__本文__.

○ ○ ○ ○

東京都など首都圏の都県知事が緊急事態の宣言を求めた。政府はなぜかこの発出に慎重であった。当初は「特措法の改正を優先したいのだ」と言っていたのだがその後方針を転換した。お正月小池劇場の仕掛けに乗せられた形である。このドタバタの理由を考えてみたのだが実はよくわからない点がある。本当に小池劇場は成功したのか、あるいは共依存関係にあるのか。
国も国民も「緊急事態宣言をすると国が保証をしなければならない」と考えていそうだ。さらに「政府が緊急事態宣言を発出しても誰も従ってくれないのではないか」という恐れがありそうだ。つまり権威が失われることを恐れている。
よく考えてみると「政府がお金を使って人を動かす」以外に人を動かす道がなく、人が動かねばメンツが潰れるとなぜ考えているのか、よくわからない。

○ ○ ○ ○

__作業指示__.
(1) 本文のうち、「国も国民も「緊急事態宣言をす」で始まり「ているのか、よくわからない。」に至るまでの部分を、一字一句違えずに書き写せ。
(2) 本文に基づき、次の問いに答えよ。
(a) 緊急事態の宣言を求めたのは誰か。
(b) 政府は当初、何を優先したいと言っていたか。
(c) 国も国民も、緊急事態宣言をすると国が何をしなければならないと考えていそうだとされているか。
次の一覧は本文とは切り離された別個の資料である。

__提供資料__.
○ ○ ○ ○

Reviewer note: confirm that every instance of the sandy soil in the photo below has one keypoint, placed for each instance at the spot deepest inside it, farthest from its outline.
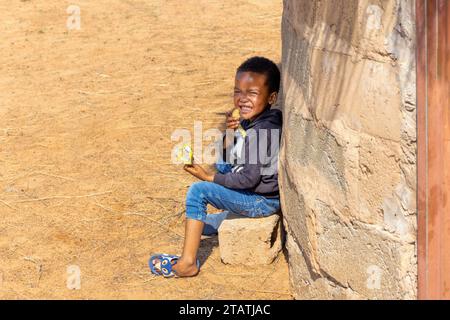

○ ○ ○ ○

__設問別解答__.
(1)
国も国民も「緊急事態宣言をすると国が保証をしなければならない」と考えていそうだ。さらに「政府が緊急事態宣言を発出しても誰も従ってくれないのではないか」という恐れがありそうだ。つまり権威が失われることを恐れている。
よく考えてみると「政府がお金を使って人を動かす」以外に人を動かす道がなく、人が動かねばメンツが潰れるとなぜ考えているのか、よくわからない。

(2)
(a) 東京都など首都圏の都県知事
(b) 特措法の改正
(c) 保証